start Page text

Comparison of processing time.

In Fig. 8, as the input data volume increases, the processing time of the algorithm inevitably increases. When the data volume changes, LIME’s computation time changes slightly, indicating its good computational efficiency. When the input data volume is 256, 480, and 720, the processing time of the proposed CNN-based music visualization analysis model is 2.923 s, 4.732 s, and 9.324 s, respectively. The algorithm proposed in this study yields more complex results, leading to longer processing times compared to other algorithms.

The comparative outcomes between the CNN-based music visualization analysis model introduced within this manuscript and the Retinex-net approach are illustrated in Fig. 9, considering the indicators of floating-point operations (FLOPs) and network parameter quantities.

Fig. 9

figure 9

Comparison of FLOPs and parameters of different models.

end Page text
start Extracted data

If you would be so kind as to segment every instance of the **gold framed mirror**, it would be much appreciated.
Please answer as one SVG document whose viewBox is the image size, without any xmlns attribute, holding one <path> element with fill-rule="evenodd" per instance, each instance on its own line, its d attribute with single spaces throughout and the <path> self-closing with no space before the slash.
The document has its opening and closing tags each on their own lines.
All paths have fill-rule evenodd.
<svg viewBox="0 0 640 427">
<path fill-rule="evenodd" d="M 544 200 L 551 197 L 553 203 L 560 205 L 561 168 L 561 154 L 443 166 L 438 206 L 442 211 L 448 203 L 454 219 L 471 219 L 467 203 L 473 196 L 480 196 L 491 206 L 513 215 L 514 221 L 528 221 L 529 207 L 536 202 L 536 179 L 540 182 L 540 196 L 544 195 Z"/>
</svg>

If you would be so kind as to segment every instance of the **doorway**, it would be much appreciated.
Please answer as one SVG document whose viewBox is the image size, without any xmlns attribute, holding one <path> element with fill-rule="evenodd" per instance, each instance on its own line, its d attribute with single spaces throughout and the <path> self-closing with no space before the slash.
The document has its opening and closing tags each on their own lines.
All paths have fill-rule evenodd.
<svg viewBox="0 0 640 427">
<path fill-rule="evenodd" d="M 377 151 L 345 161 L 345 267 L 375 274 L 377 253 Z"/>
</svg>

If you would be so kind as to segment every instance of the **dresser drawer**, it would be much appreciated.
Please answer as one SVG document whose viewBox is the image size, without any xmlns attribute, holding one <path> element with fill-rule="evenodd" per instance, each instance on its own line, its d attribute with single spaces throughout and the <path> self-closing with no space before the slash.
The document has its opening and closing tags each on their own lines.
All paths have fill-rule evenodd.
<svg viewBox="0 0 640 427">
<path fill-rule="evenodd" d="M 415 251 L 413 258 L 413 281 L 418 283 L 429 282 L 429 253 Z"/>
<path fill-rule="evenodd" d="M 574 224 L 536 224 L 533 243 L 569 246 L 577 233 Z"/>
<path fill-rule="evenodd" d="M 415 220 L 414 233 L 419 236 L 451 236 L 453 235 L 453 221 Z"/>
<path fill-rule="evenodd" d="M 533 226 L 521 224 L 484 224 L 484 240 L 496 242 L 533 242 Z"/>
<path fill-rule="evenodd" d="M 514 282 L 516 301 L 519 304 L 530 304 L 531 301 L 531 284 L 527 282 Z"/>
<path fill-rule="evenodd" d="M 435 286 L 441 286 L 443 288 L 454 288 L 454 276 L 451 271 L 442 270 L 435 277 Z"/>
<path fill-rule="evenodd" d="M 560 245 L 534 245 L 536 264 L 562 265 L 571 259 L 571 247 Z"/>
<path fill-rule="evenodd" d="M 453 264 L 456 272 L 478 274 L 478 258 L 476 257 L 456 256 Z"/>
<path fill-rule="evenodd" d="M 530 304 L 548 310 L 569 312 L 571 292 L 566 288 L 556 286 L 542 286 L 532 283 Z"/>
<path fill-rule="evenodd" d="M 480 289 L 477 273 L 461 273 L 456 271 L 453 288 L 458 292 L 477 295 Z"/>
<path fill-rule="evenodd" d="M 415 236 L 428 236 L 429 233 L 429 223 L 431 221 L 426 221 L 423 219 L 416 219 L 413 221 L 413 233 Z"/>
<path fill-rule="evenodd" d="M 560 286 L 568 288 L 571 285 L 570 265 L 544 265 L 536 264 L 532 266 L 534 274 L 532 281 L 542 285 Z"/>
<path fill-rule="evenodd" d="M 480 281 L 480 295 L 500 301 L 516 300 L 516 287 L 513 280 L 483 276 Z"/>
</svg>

end Extracted data

→ Task objective
Continue the text comparing the music visualization model's processing time and complexity, starting right after its final line.

→ Response
In Fig. 9, the CNN-based music visualization analysis model proposed in this study has FLOPs of 6.38G, and the Retinex-net has FLOPs of 8.34G. The network parameters of the two models are 573,600 and 641,100, respectively. The computational complexity of the proposed algorithm increases, thereby reducing the execution speed of the algorithm. The contribution of this study result lies in the design and evaluation of the music visualization analysis model, along with the quantification of network parameters and computational complexity. Despite the impact on algorithm execution speed, this study provides a valuable reference for the development of the music visualization field by offering a novel method for music data analysis. Additionally, the analysis of model parameters and computational complexity guides future research on optimizing algorithms and improving network structures. Subsequent research can further explore how to balance algorithm accuracy and execution efficiency to achieve the development of more practical music visualization analysis techniques.

Model generalization capability test

To assess the model’s capacity for generalization, a subset of 50 music data samples is randomly extracted from the network dataset and utilized for testing purposes in accordance with the approach outlined within this study.

Fig. 10

figure 10

Test results of different algorithms on datasets.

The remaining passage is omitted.